What is needed:
Rewrite every line of the material below with "disc" swapped for "round area" and nothing else changed, leaving out the pictures.

=====

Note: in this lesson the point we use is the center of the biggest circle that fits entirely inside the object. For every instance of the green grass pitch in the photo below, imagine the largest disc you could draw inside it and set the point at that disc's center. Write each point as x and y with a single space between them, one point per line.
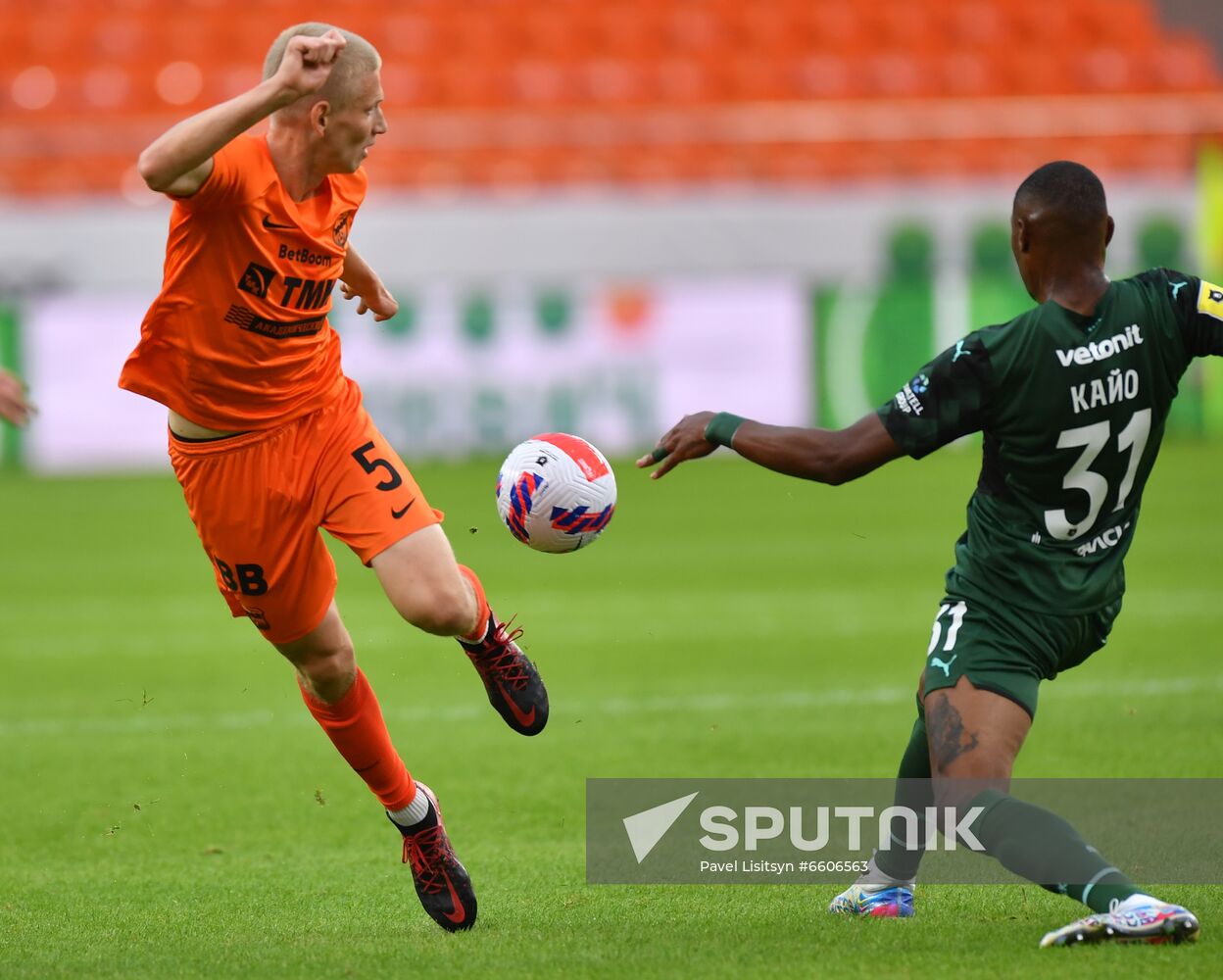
169 808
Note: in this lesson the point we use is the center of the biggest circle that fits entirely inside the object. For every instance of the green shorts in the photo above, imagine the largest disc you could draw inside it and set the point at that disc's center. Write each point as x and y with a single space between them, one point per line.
1009 651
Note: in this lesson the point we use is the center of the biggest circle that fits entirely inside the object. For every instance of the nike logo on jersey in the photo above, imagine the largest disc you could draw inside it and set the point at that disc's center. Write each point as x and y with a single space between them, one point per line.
1101 350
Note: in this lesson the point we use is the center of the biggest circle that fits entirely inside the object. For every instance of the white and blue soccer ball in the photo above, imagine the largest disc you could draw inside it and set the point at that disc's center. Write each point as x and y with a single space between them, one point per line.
556 492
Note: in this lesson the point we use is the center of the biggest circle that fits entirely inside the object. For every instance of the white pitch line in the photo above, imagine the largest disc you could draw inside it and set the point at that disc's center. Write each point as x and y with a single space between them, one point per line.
615 706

=====

Answer to the exercise:
Note: in this lesson the point we use is the center of the biggest circle that fits entirely inside the object. For every instance of the green grass pitch in the photo below, imagine the largest round area you could draw inside it and set the point at that round area's center. Write each point as x and y with a single space between them, one point per line.
169 808
Note: in this lesson the point we use is the center of the biggest circle that fits entirely inside the object. For every instance of the green shorts in the photo above, imagine the largest round area you could draw inside it and set the point at that round area's center. Write each point as x and y with a single space between them, one point per line.
1009 651
Note: in this lesson the point we use is the center of the biggest circle that fits entirely inside the object. For every instance of the nike logo on jersey in the photo above, imagine the largest round area you could draw inside it and set the point at that round area's center. Write each point as x and y with a single space between them, one point per line.
1101 350
Note: in this lesson the point we use is the center of the biggest circle that fits entirely inside the object. For every instance of the white and blue soccer ball in the photo above, imagine the largest round area you could draw inside it and set the point at that round area's center. Write each point as x and y with a single space between them, one point per line.
556 492
Note: in this lesson the point we use is the center of the biggest circle that fits entirely inside the object. For every instance of the white pitch line in the photo above, imagine the largest round area you could draw inside it and set the point at that round area's center. Write each point as x and y with a single space between them, one point per line.
615 706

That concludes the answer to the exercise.